======== Dataset content ========

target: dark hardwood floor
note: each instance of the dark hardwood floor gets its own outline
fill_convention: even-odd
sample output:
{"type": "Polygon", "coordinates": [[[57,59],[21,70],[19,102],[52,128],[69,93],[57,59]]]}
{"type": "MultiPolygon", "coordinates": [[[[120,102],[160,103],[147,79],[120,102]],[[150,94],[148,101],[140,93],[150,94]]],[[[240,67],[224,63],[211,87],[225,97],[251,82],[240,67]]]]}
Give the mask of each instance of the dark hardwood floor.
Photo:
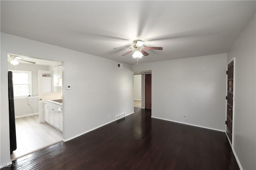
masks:
{"type": "Polygon", "coordinates": [[[239,170],[224,133],[134,113],[3,169],[239,170]]]}

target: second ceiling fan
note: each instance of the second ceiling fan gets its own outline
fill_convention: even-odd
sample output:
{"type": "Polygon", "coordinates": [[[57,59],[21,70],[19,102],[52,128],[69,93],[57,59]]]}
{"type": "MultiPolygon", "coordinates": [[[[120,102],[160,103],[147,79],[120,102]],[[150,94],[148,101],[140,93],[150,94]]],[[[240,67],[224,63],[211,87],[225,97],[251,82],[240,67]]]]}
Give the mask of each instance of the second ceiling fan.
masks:
{"type": "Polygon", "coordinates": [[[132,47],[130,47],[114,48],[114,49],[132,49],[129,51],[122,55],[124,56],[130,54],[132,51],[135,51],[132,55],[134,58],[141,58],[143,56],[147,56],[149,55],[144,50],[162,50],[163,47],[142,47],[144,42],[140,40],[136,40],[133,41],[134,44],[132,47]]]}

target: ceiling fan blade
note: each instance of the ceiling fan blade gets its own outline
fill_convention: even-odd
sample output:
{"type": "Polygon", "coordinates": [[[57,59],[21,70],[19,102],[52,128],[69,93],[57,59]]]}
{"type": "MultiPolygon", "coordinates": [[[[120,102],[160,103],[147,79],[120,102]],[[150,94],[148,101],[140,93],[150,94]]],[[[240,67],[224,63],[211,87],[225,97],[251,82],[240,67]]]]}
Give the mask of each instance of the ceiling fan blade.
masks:
{"type": "Polygon", "coordinates": [[[140,52],[144,56],[147,56],[148,55],[149,55],[149,54],[145,51],[144,50],[141,50],[140,52]]]}
{"type": "Polygon", "coordinates": [[[163,47],[143,47],[144,50],[162,50],[163,47]]]}
{"type": "Polygon", "coordinates": [[[24,62],[29,63],[30,63],[36,64],[36,62],[33,62],[33,61],[27,61],[26,60],[22,60],[22,59],[19,59],[19,60],[20,61],[24,61],[24,62]]]}
{"type": "Polygon", "coordinates": [[[132,49],[132,47],[120,47],[120,48],[114,48],[114,49],[132,49]]]}
{"type": "Polygon", "coordinates": [[[130,50],[129,51],[128,51],[127,53],[125,53],[123,55],[122,55],[122,56],[124,56],[125,55],[128,55],[128,54],[129,54],[131,53],[132,53],[132,51],[134,51],[134,50],[130,50]]]}

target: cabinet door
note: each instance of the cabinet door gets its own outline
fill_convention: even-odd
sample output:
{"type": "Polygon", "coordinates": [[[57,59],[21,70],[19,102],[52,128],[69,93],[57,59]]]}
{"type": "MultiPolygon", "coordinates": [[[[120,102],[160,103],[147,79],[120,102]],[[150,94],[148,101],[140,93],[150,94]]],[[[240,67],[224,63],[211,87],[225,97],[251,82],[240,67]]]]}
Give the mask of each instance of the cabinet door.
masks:
{"type": "Polygon", "coordinates": [[[54,110],[53,108],[49,107],[49,123],[54,125],[54,110]]]}
{"type": "Polygon", "coordinates": [[[63,131],[63,120],[62,111],[59,112],[59,116],[60,117],[60,130],[61,131],[63,131]]]}
{"type": "Polygon", "coordinates": [[[44,120],[48,122],[49,121],[49,107],[44,105],[44,120]]]}
{"type": "Polygon", "coordinates": [[[52,92],[52,77],[42,77],[43,93],[52,92]]]}
{"type": "Polygon", "coordinates": [[[60,117],[59,113],[58,110],[55,110],[54,112],[54,121],[53,125],[58,129],[60,129],[60,117]]]}

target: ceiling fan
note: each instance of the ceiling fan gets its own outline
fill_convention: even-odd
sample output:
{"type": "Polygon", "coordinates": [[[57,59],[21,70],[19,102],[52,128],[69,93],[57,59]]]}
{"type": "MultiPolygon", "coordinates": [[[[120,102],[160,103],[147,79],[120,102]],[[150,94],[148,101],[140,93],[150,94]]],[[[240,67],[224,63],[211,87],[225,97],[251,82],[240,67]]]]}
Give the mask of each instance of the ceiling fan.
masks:
{"type": "Polygon", "coordinates": [[[133,51],[135,51],[132,55],[134,58],[141,58],[143,56],[147,56],[149,55],[148,53],[146,52],[144,50],[162,50],[163,47],[142,47],[144,42],[138,39],[134,40],[133,41],[133,45],[132,47],[120,47],[120,48],[114,48],[114,49],[132,49],[129,51],[125,53],[122,55],[122,56],[126,55],[128,54],[130,54],[133,51]]]}
{"type": "Polygon", "coordinates": [[[36,64],[36,62],[24,60],[23,59],[24,58],[23,57],[22,57],[18,55],[8,54],[8,58],[9,59],[8,60],[8,61],[10,61],[10,63],[14,65],[18,64],[19,61],[29,63],[31,64],[36,64]]]}

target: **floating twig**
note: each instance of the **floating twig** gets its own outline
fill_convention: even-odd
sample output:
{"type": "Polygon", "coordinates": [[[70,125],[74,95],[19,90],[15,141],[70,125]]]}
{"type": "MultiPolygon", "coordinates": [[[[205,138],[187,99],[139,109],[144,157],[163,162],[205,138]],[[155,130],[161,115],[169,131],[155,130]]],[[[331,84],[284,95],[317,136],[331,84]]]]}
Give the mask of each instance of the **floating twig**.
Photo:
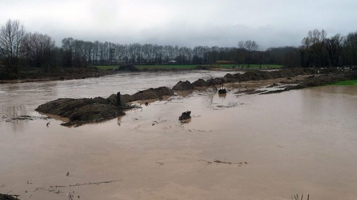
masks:
{"type": "Polygon", "coordinates": [[[74,186],[81,186],[82,185],[100,185],[100,184],[102,184],[103,183],[112,183],[113,182],[116,182],[117,181],[121,181],[122,180],[121,179],[120,180],[111,180],[110,181],[103,181],[102,182],[96,182],[95,183],[76,183],[75,185],[70,185],[70,187],[73,187],[74,186]]]}

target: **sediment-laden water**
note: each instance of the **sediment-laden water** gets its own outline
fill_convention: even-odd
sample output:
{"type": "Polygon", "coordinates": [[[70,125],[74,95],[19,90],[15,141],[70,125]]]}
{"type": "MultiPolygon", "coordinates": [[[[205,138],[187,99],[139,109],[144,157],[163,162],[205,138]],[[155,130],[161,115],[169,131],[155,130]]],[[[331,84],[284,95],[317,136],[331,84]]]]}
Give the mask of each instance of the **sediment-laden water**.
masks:
{"type": "MultiPolygon", "coordinates": [[[[58,98],[131,94],[208,73],[215,73],[0,85],[0,112],[39,116],[34,109],[58,98]]],[[[239,96],[233,91],[196,91],[76,128],[59,120],[48,127],[44,120],[2,120],[0,186],[6,186],[0,193],[12,190],[21,199],[67,199],[73,191],[74,199],[83,199],[283,200],[296,193],[356,199],[357,87],[239,96]],[[180,124],[186,110],[191,121],[180,124]],[[66,186],[50,191],[55,185],[66,186]]]]}

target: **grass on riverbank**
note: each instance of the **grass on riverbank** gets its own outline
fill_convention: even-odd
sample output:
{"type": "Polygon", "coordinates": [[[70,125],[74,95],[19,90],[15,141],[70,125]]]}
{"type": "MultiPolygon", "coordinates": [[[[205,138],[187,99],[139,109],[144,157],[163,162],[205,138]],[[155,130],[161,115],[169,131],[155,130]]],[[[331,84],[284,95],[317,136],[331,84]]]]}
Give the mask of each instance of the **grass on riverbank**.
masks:
{"type": "Polygon", "coordinates": [[[357,85],[357,79],[341,81],[336,83],[333,85],[357,85]]]}
{"type": "MultiPolygon", "coordinates": [[[[96,67],[97,68],[102,70],[106,70],[107,69],[117,69],[120,65],[93,65],[93,67],[96,67]]],[[[220,65],[196,65],[196,64],[158,64],[158,65],[137,65],[135,66],[141,70],[152,70],[154,69],[195,69],[200,66],[203,67],[207,67],[208,68],[232,68],[233,67],[238,67],[237,64],[220,64],[220,65]]],[[[240,67],[241,67],[242,65],[240,65],[240,67]]],[[[277,64],[262,64],[262,68],[281,68],[284,65],[282,65],[277,64]]],[[[252,64],[250,65],[250,68],[259,68],[260,67],[260,64],[252,64]]],[[[244,65],[244,68],[248,68],[248,64],[244,65]]]]}

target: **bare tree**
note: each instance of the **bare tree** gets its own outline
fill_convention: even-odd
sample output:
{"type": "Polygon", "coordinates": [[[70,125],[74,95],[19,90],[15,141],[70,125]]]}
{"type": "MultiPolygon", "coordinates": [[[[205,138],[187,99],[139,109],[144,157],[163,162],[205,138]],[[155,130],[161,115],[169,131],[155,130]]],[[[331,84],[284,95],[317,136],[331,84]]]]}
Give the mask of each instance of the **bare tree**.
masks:
{"type": "Polygon", "coordinates": [[[19,59],[26,39],[26,31],[18,20],[10,19],[0,27],[0,53],[9,72],[18,72],[19,59]]]}
{"type": "Polygon", "coordinates": [[[245,49],[248,52],[248,68],[250,67],[250,63],[252,59],[252,52],[258,50],[259,46],[254,41],[247,40],[244,42],[245,49]]]}
{"type": "Polygon", "coordinates": [[[55,45],[55,41],[47,35],[29,33],[25,42],[25,49],[26,55],[35,66],[47,67],[55,45]]]}

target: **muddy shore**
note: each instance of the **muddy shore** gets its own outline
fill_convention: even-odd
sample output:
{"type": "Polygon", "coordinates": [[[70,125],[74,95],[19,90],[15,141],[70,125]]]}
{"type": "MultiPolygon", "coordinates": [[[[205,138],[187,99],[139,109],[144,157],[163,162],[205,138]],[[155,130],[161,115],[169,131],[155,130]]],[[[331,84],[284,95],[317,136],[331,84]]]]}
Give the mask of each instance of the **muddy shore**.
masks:
{"type": "MultiPolygon", "coordinates": [[[[165,73],[141,80],[135,75],[121,79],[120,85],[98,83],[116,77],[2,85],[1,112],[37,115],[39,104],[58,98],[171,88],[185,77],[169,84],[173,76],[165,73]]],[[[311,199],[354,200],[355,86],[234,94],[282,89],[311,75],[225,84],[224,96],[212,87],[181,91],[182,96],[76,128],[59,120],[50,120],[50,120],[0,122],[0,186],[6,185],[0,193],[12,190],[9,194],[29,200],[63,200],[70,194],[74,199],[286,200],[297,193],[304,199],[310,194],[311,199]],[[182,125],[178,117],[186,110],[192,121],[182,125]],[[116,180],[121,180],[106,183],[116,180]]],[[[193,82],[202,76],[187,78],[193,82]]]]}
{"type": "MultiPolygon", "coordinates": [[[[228,73],[223,77],[212,78],[207,81],[200,79],[193,84],[188,81],[180,81],[173,87],[173,89],[179,94],[180,90],[192,92],[195,89],[204,90],[210,86],[217,90],[217,87],[220,86],[219,85],[222,84],[223,87],[223,84],[230,83],[231,84],[228,85],[230,89],[239,88],[239,91],[235,93],[235,94],[267,94],[354,79],[357,79],[356,72],[321,74],[315,69],[288,69],[268,72],[256,70],[242,74],[228,73]],[[271,80],[283,78],[286,79],[285,81],[268,85],[271,80]],[[242,88],[242,84],[244,85],[246,82],[256,81],[264,83],[260,83],[258,88],[248,89],[247,85],[245,86],[245,88],[242,88]]],[[[44,114],[67,118],[68,121],[62,125],[77,126],[85,123],[111,120],[125,115],[124,111],[126,110],[141,108],[140,106],[128,104],[133,101],[140,101],[141,103],[147,104],[148,103],[146,101],[155,100],[164,96],[174,95],[174,90],[171,89],[160,87],[139,91],[132,95],[121,95],[120,99],[115,94],[111,95],[106,99],[99,97],[92,99],[59,99],[40,105],[35,110],[44,114]],[[120,102],[118,102],[119,101],[120,102]]]]}
{"type": "MultiPolygon", "coordinates": [[[[264,69],[262,69],[264,70],[264,69]]],[[[140,70],[139,72],[178,72],[182,71],[197,71],[200,70],[207,70],[211,71],[234,72],[242,70],[238,68],[197,68],[197,69],[154,69],[151,70],[140,70]]],[[[248,69],[245,69],[243,70],[248,69]]],[[[30,71],[31,70],[30,70],[30,71]]],[[[25,70],[26,71],[26,70],[25,70]]],[[[76,79],[85,79],[89,78],[98,77],[115,74],[127,71],[120,71],[115,70],[100,70],[93,68],[63,68],[57,72],[45,72],[39,71],[36,69],[34,73],[24,72],[20,73],[16,75],[16,78],[11,78],[9,80],[0,79],[0,84],[6,83],[29,83],[43,81],[52,81],[56,80],[64,80],[76,79]]]]}

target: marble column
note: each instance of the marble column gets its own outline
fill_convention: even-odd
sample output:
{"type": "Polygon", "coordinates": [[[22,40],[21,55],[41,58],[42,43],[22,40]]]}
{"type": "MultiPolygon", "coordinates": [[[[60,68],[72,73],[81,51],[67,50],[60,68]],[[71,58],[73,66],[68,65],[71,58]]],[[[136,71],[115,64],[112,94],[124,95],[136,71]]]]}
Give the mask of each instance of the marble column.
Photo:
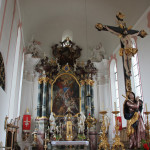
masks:
{"type": "Polygon", "coordinates": [[[90,86],[90,91],[91,91],[91,116],[94,117],[93,86],[90,86]]]}
{"type": "Polygon", "coordinates": [[[38,80],[38,101],[37,101],[37,118],[42,116],[42,93],[43,93],[43,82],[42,78],[38,80]]]}
{"type": "Polygon", "coordinates": [[[42,118],[47,118],[47,89],[49,78],[43,77],[43,101],[42,101],[42,118]]]}
{"type": "Polygon", "coordinates": [[[94,84],[94,81],[91,79],[86,80],[86,117],[88,117],[89,114],[93,115],[93,110],[91,111],[92,106],[94,105],[92,102],[92,86],[94,84]]]}
{"type": "Polygon", "coordinates": [[[85,114],[85,81],[81,80],[81,111],[85,114]]]}

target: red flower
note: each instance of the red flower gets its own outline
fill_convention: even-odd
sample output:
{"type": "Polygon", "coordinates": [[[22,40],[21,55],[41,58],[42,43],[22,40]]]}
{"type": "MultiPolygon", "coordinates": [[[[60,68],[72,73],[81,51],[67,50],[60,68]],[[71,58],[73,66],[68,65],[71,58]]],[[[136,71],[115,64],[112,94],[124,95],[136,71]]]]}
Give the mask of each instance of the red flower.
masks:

========

Count the lines above that contain the string "blade", treating uppercase and lowercase as different. Reply with only the number.

3